***** READING PASSAGE

Email threading

Relativity Analytics Email Threading greatly reduces the time and complexity of reviewing emails by gathering all forwards, replies, and reply-all messages together. Email threading identifies email relationships, and then extracts and normalizes email metadata. Email relationships identified by email threading include:

  • Email threads
  • People involved in an email conversation
  • Email attachments (if the Parent ID is provided along with the attachment item)
  • Duplicate emails

An email thread is a single email conversation that starts with an original email, (the beginning of the conversation), and includes all of the subsequent replies and forwards pertaining to that original email. The analytics engine uses a combination of email headers and email bodies to determine if emails belong to the same thread. Analytics allows for data inconsistencies that can occur, such as timestamp differences generated by different servers. The Analytics engine then determines which emails are inclusive(meaning that it contains unique content and should be reviewed). See Inclusive emails for additional information regarding inclusive emails.

**********
***** DATA

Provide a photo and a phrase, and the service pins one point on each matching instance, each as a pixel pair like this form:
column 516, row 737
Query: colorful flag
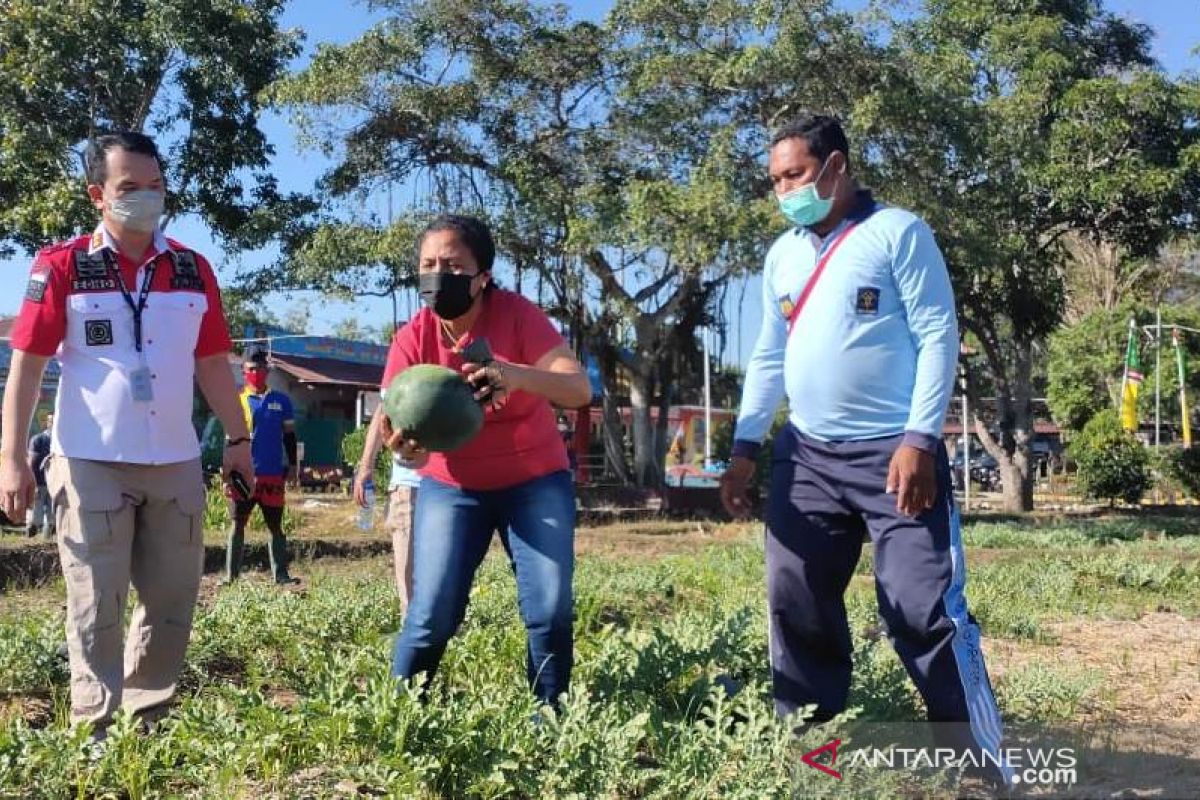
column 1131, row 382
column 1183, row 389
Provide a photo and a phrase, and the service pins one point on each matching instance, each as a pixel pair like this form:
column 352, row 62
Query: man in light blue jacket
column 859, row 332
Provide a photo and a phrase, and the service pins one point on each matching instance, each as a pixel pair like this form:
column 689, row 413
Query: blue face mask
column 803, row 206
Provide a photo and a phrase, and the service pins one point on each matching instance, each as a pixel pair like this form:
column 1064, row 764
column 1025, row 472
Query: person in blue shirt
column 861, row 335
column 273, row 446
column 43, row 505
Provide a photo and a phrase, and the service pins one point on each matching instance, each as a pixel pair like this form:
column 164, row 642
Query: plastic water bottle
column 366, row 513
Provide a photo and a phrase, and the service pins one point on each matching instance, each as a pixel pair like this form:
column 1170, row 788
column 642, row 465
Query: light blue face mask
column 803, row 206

**********

§ DIRECTIONS:
Using the email threading text, decide whether each statement agrees with it. Answer yes or no, and quote the deciding words.
(a) Email threading can identify email attachments when the Parent ID is provided along with the attachment item.
(b) The analytics engine relies only on email headers to decide whether emails belong to the same thread.
(c) An inclusive email is one that contains unique content and should be reviewed.
The rows aren't needed here.

§ EXERCISE RESPONSE:
(a) Yes: "Email attachments (if the Parent ID is provided along with the attachment item)"
(b) No: "The analytics engine uses a combination of email headers and email bodies to determine if emails belong to the same thread."
(c) Yes: "contains unique content and should be reviewed"